== EXTRACTED TEXT

Fact-check: Hodge: Schweikert convicted of 11 counts of House ethics violations

Fact-check: Hodge: Schweikert convicted of 11 counts of House ethics violations


IF YOUR TIME IS SHORT

  • In 2022 and 2020, Arizona Rep. David Schweikert was fined $175,000 by the Federal Election Commission and House Ethics Committee for multiple campaign finance violations.
  • Investigators said he failed to report loans, allowed funds to be used for noncampaign purposes and slow-walked handing over documents to play out the statute of limitations for the worst offenses.
  • Schweikert acknowledged the violations, but said he didn’t knowingly break the law.

See the sources for this fact-check


Arizona Democratic congressional candidate Jevin D. Hodges said incumbent Rep. David Schweikert, R-Ariz., “can’t be trusted.”

Hodges tweeted Sept. 30, “He’s been convicted of 11 House ethics violations.”

====

EXERCISE TASKS:
1. Retype the part of the Schweikert fact-check between "IF YOUR TIME" and "campaign finance violations.", inclusive.
2. From the Schweikert fact-check, answer each question:
(a) How much was Schweikert fined, and by which two bodies?
(b) On what date did Hodges post his tweet?
(c) What did Schweikert say about the violations?

== RECORD EXCERPTS

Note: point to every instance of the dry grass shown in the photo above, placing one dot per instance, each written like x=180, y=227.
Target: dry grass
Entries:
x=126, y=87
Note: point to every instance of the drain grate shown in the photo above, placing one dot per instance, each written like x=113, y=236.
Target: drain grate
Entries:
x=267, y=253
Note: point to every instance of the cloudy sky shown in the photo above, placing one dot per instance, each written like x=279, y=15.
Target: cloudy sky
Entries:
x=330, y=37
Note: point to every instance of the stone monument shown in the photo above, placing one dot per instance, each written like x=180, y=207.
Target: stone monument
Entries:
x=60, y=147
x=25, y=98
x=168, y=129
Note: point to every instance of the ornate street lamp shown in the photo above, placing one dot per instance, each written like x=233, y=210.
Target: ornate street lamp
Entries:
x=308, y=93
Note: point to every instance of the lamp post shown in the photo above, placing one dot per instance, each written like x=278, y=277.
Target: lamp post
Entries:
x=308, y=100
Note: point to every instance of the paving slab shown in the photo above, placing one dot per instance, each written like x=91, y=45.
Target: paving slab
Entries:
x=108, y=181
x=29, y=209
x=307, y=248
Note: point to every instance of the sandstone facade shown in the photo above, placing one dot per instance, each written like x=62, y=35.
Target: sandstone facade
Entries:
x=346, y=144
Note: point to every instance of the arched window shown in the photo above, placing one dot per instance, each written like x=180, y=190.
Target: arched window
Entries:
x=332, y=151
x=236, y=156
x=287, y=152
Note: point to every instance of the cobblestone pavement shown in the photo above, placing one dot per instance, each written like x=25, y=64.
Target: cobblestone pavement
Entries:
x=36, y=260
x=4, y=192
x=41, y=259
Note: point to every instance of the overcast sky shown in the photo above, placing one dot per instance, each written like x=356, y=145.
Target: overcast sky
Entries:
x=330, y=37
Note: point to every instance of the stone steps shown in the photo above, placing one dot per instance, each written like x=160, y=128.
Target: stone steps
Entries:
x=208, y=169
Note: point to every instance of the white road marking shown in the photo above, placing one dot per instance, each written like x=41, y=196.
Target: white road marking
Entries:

====

ANSWER SET:
1.
IF YOUR TIME IS SHORT

  • In 2022 and 2020, Arizona Rep. David Schweikert was fined $175,000 by the Federal Election Commission and House Ethics Committee for multiple campaign finance violations.

2.
(a) $175,000, by the Federal Election Commission and the House Ethics Committee.
(b) Sept. 30.
(c) He acknowledged the violations but said he didn't knowingly break the law.